__WHAT IS BEING ASKED__.
Copy out the following listing in full, keeping every line the same, but leave out the pictures.

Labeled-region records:
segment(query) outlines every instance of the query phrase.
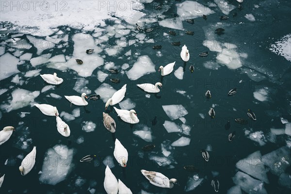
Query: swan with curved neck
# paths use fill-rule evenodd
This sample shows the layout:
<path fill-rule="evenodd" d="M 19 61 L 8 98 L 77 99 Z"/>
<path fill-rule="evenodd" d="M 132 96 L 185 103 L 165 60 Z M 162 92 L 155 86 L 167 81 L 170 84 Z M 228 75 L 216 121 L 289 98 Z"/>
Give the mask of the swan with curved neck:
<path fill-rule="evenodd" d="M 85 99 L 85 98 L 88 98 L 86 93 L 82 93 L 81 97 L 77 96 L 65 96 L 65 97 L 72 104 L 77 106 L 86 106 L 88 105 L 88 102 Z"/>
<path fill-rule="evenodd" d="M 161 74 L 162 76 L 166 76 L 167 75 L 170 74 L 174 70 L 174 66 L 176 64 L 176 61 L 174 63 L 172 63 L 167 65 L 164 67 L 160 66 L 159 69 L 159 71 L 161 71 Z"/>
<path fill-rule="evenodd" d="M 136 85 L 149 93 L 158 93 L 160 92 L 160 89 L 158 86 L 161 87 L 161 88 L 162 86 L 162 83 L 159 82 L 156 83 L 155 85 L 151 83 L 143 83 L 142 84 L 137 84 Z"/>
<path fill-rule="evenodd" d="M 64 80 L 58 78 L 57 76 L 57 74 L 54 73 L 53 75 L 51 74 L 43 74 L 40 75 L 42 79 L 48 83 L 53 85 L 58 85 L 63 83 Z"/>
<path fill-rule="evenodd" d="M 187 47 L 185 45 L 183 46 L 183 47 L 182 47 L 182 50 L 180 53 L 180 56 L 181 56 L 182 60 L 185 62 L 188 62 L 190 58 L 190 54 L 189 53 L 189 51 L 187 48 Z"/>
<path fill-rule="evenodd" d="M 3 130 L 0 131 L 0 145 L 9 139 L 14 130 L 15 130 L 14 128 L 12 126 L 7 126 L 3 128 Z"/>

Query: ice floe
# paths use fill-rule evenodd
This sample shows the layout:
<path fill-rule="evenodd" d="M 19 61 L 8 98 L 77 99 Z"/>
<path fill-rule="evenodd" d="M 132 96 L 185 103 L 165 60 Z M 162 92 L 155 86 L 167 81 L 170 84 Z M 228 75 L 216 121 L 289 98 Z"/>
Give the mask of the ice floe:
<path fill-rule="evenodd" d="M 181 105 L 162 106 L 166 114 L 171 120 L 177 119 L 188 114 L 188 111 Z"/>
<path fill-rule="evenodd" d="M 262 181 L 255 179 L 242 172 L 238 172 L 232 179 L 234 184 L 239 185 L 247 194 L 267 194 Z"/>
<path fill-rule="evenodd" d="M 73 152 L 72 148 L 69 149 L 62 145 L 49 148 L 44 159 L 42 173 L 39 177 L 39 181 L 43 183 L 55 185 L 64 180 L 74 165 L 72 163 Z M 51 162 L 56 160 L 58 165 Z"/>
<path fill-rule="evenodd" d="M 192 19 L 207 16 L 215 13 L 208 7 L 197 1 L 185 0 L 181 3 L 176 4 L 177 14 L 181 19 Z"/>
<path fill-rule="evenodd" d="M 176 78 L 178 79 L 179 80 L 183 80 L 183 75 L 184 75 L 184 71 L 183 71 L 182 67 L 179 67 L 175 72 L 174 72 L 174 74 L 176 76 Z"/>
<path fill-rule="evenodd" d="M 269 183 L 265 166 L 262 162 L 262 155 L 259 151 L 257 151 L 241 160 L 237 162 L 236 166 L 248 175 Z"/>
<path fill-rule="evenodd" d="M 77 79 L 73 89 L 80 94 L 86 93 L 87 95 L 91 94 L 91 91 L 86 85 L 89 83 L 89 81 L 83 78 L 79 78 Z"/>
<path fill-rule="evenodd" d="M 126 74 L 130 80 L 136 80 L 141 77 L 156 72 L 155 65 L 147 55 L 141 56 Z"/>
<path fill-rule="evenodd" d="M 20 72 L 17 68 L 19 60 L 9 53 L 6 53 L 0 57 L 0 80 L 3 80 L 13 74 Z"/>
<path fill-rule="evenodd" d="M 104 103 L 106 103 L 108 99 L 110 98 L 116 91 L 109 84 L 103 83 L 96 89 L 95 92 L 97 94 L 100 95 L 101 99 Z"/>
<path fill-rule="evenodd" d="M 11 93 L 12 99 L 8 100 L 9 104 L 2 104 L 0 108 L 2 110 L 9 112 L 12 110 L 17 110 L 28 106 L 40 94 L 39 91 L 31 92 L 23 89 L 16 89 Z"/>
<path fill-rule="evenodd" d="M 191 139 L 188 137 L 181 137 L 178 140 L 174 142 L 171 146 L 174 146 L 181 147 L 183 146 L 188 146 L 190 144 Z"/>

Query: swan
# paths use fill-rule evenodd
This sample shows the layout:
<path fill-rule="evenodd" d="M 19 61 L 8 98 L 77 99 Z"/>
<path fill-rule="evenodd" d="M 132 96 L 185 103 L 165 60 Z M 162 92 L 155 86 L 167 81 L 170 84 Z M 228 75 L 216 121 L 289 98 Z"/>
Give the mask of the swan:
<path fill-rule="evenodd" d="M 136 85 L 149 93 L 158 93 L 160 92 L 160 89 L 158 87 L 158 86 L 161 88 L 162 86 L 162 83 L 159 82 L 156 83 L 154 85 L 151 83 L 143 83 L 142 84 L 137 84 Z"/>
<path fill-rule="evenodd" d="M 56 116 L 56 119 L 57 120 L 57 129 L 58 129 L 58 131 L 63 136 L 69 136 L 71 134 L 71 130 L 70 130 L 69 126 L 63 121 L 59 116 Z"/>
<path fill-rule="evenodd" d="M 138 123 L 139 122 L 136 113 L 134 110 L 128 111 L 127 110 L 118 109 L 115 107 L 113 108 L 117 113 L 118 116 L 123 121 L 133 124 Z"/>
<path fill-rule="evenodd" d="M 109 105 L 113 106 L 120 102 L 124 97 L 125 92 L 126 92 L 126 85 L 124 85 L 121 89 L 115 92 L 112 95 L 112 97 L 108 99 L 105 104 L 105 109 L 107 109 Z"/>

__OUTPUT FOR THIS EXERCISE__.
segment(query) outlines every instance of the query phrase.
Query: swan with curved neck
# paths use fill-rule evenodd
This sample shows the layout:
<path fill-rule="evenodd" d="M 19 61 L 8 98 L 77 99 Z"/>
<path fill-rule="evenodd" d="M 132 96 L 185 103 L 165 60 Z M 162 92 L 155 86 L 167 81 L 170 84 Z M 228 75 L 216 121 L 289 98 Z"/>
Give the mask of the swan with curved neck:
<path fill-rule="evenodd" d="M 85 99 L 85 98 L 88 98 L 86 93 L 82 93 L 81 97 L 77 96 L 65 96 L 65 97 L 72 104 L 77 106 L 86 106 L 88 105 L 88 102 Z"/>
<path fill-rule="evenodd" d="M 161 74 L 162 76 L 166 76 L 167 75 L 170 74 L 174 70 L 174 66 L 176 64 L 176 61 L 174 63 L 172 63 L 167 65 L 164 67 L 160 66 L 159 69 L 159 71 L 161 71 Z"/>
<path fill-rule="evenodd" d="M 136 85 L 149 93 L 158 93 L 160 92 L 160 89 L 158 86 L 161 87 L 161 88 L 162 86 L 162 83 L 159 82 L 156 83 L 155 85 L 151 83 L 143 83 L 142 84 L 137 84 Z"/>
<path fill-rule="evenodd" d="M 64 80 L 58 78 L 57 76 L 57 74 L 54 73 L 53 75 L 51 74 L 43 74 L 40 75 L 42 79 L 48 83 L 53 85 L 58 85 L 63 83 Z"/>
<path fill-rule="evenodd" d="M 187 47 L 185 45 L 183 46 L 183 47 L 182 47 L 182 50 L 180 53 L 180 56 L 181 56 L 182 60 L 185 62 L 188 62 L 190 58 L 190 54 L 189 53 L 189 51 L 187 48 Z"/>
<path fill-rule="evenodd" d="M 3 130 L 0 131 L 0 145 L 9 139 L 14 130 L 15 130 L 14 128 L 12 126 L 7 126 L 3 128 Z"/>

Query: ice floe
# paths use fill-rule evenodd
This sample shows the layout:
<path fill-rule="evenodd" d="M 19 61 L 8 98 L 77 99 Z"/>
<path fill-rule="evenodd" d="M 132 96 L 185 103 L 165 60 Z M 162 92 L 155 86 L 167 81 L 170 84 Z M 228 75 L 216 121 L 289 98 Z"/>
Give the mask of the ice floe:
<path fill-rule="evenodd" d="M 181 105 L 162 106 L 166 114 L 171 120 L 177 119 L 188 114 L 188 111 Z"/>
<path fill-rule="evenodd" d="M 262 181 L 255 179 L 242 172 L 238 172 L 232 179 L 234 184 L 239 185 L 247 194 L 267 194 Z"/>
<path fill-rule="evenodd" d="M 73 152 L 72 148 L 69 149 L 62 145 L 49 148 L 44 159 L 42 173 L 39 177 L 39 181 L 43 183 L 55 185 L 64 180 L 74 165 L 72 163 Z M 51 162 L 56 160 L 58 165 Z"/>
<path fill-rule="evenodd" d="M 192 19 L 207 16 L 215 13 L 208 7 L 197 1 L 185 0 L 181 3 L 176 4 L 177 14 L 181 19 Z"/>
<path fill-rule="evenodd" d="M 176 78 L 178 79 L 179 80 L 183 80 L 183 75 L 184 75 L 184 71 L 183 71 L 182 67 L 179 67 L 175 72 L 174 72 L 174 74 L 176 76 Z"/>
<path fill-rule="evenodd" d="M 269 183 L 265 166 L 262 162 L 262 155 L 259 151 L 257 151 L 241 160 L 237 162 L 236 166 L 248 175 Z"/>
<path fill-rule="evenodd" d="M 77 79 L 73 89 L 80 94 L 86 93 L 87 95 L 91 94 L 91 91 L 86 85 L 89 83 L 89 81 L 83 78 L 79 78 Z"/>
<path fill-rule="evenodd" d="M 126 74 L 130 80 L 136 80 L 141 77 L 156 72 L 155 65 L 147 55 L 141 56 Z"/>
<path fill-rule="evenodd" d="M 20 72 L 17 68 L 19 60 L 9 53 L 6 53 L 0 57 L 0 80 L 3 80 L 13 74 Z"/>
<path fill-rule="evenodd" d="M 104 103 L 106 103 L 108 99 L 110 98 L 116 91 L 109 84 L 103 83 L 96 89 L 95 92 L 97 94 L 100 95 L 101 99 Z"/>
<path fill-rule="evenodd" d="M 11 93 L 12 99 L 8 100 L 9 104 L 2 104 L 0 108 L 2 110 L 9 112 L 12 110 L 17 110 L 28 106 L 40 94 L 39 91 L 31 92 L 23 89 L 16 89 Z"/>
<path fill-rule="evenodd" d="M 191 139 L 188 137 L 181 137 L 178 140 L 174 142 L 171 146 L 174 146 L 181 147 L 183 146 L 188 146 L 190 144 Z"/>

Query: swan
# paths use fill-rule evenodd
This sample shows the layout:
<path fill-rule="evenodd" d="M 19 61 L 8 98 L 77 99 Z"/>
<path fill-rule="evenodd" d="M 132 96 L 185 103 L 165 60 Z M 162 92 L 155 86 L 167 81 L 170 84 Z M 228 75 L 216 121 L 289 98 Z"/>
Give the mask of the swan:
<path fill-rule="evenodd" d="M 136 85 L 149 93 L 158 93 L 160 92 L 160 89 L 158 87 L 158 86 L 161 88 L 162 86 L 162 83 L 159 82 L 156 83 L 154 85 L 151 83 L 143 83 L 142 84 L 137 84 Z"/>
<path fill-rule="evenodd" d="M 56 116 L 56 119 L 57 120 L 57 129 L 58 129 L 58 131 L 63 136 L 69 136 L 71 134 L 71 130 L 70 130 L 69 126 L 63 121 L 59 116 Z"/>
<path fill-rule="evenodd" d="M 138 123 L 139 122 L 136 113 L 134 110 L 128 111 L 127 110 L 118 109 L 115 107 L 113 108 L 117 113 L 118 116 L 123 121 L 133 124 Z"/>
<path fill-rule="evenodd" d="M 109 105 L 113 106 L 120 102 L 124 97 L 125 92 L 126 92 L 126 85 L 124 85 L 121 89 L 115 92 L 112 95 L 112 97 L 108 99 L 105 104 L 105 109 L 107 109 Z"/>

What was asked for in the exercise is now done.